## Begin Supplied material

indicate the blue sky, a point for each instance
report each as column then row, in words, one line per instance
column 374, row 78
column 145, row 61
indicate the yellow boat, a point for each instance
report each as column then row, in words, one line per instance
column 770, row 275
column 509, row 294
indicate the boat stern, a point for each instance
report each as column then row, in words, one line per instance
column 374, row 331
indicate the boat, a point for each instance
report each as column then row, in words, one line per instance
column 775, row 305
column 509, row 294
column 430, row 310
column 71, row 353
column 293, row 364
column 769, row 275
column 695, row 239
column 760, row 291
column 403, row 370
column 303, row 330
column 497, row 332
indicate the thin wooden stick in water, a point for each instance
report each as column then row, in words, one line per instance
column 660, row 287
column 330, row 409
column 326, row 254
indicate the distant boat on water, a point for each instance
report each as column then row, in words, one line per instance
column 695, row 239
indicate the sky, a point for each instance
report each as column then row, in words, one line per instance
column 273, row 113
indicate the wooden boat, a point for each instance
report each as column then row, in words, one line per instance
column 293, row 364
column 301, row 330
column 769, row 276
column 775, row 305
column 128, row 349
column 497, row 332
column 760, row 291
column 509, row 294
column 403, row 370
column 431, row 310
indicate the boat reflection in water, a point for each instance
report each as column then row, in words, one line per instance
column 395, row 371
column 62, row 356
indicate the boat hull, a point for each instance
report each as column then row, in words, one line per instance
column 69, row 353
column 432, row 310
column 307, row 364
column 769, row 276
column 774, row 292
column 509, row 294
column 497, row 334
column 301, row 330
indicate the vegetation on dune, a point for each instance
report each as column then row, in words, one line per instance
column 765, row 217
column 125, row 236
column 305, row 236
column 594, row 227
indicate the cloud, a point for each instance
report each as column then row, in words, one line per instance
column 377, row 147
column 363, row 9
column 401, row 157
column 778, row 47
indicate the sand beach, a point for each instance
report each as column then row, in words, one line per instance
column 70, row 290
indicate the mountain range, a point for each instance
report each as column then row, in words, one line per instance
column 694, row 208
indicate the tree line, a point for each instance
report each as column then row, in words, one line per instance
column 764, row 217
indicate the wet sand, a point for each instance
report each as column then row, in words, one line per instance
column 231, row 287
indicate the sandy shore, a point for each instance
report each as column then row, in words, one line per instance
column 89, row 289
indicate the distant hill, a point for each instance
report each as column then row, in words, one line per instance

## End Supplied material

Direction.
Repeat every entry word for word.

Response to this exercise.
indicate the blue sky, a point for each instance
report each as column then row, in words, one line per instance
column 374, row 78
column 145, row 61
indicate the yellow boat, a point for each instance
report each as column then row, in words, one line per instance
column 770, row 275
column 509, row 294
indicate the boat stern, a point for each instance
report each as column then row, in words, one line per instance
column 374, row 331
indicate the boat, a point for each instance
report each as column then row, in words, one line per instance
column 775, row 305
column 509, row 294
column 430, row 310
column 71, row 353
column 293, row 364
column 769, row 275
column 695, row 239
column 760, row 291
column 403, row 370
column 303, row 330
column 497, row 332
indicate the thin wooden stick in water, a point for each instance
report each as column then row, in words, one line per instance
column 660, row 287
column 330, row 409
column 326, row 254
indicate the distant boat on water, a point for each instance
report each as column then row, in words, one line per instance
column 695, row 239
indicate the sky, a point for each instance
report each as column then row, in words, one line per instance
column 273, row 113
indicate the wooden boat, a point for each instance
report each as column then row, in words, one line per instance
column 293, row 364
column 301, row 330
column 769, row 276
column 775, row 305
column 128, row 349
column 497, row 332
column 760, row 291
column 509, row 294
column 403, row 370
column 431, row 310
indicate the boat reflection in water, a point for each instance
report each as column then row, in words, one line per instance
column 395, row 371
column 62, row 356
indicate the boat hull, a point for each instance
report each as column then row, in words, one line per instance
column 69, row 353
column 432, row 310
column 307, row 364
column 769, row 276
column 774, row 292
column 509, row 294
column 497, row 334
column 301, row 330
indicate the vegetation on dune, a point for each instance
report each as column then row, in words, one line per instance
column 765, row 217
column 125, row 236
column 305, row 236
column 594, row 227
indicate the cloud, a point for each instance
report each as column then row, in words, one line per instance
column 377, row 147
column 363, row 9
column 401, row 157
column 778, row 47
indicate the sand beach, a point for each instance
report each as column then row, in words, one line per instance
column 70, row 290
indicate the mountain range, a point for each instance
report each as column then row, in words, one line per instance
column 694, row 208
indicate the tree line, a point for each instance
report each as column then row, in words, one line per instance
column 764, row 217
indicate the wet sand, a point for each instance
report each as column then row, in words, one line per instance
column 231, row 287
indicate the sandy shore, a point for each instance
report each as column then row, in words, one line per instance
column 89, row 289
indicate the distant hill, a point for each instance
report each as column then row, in words, one line per instance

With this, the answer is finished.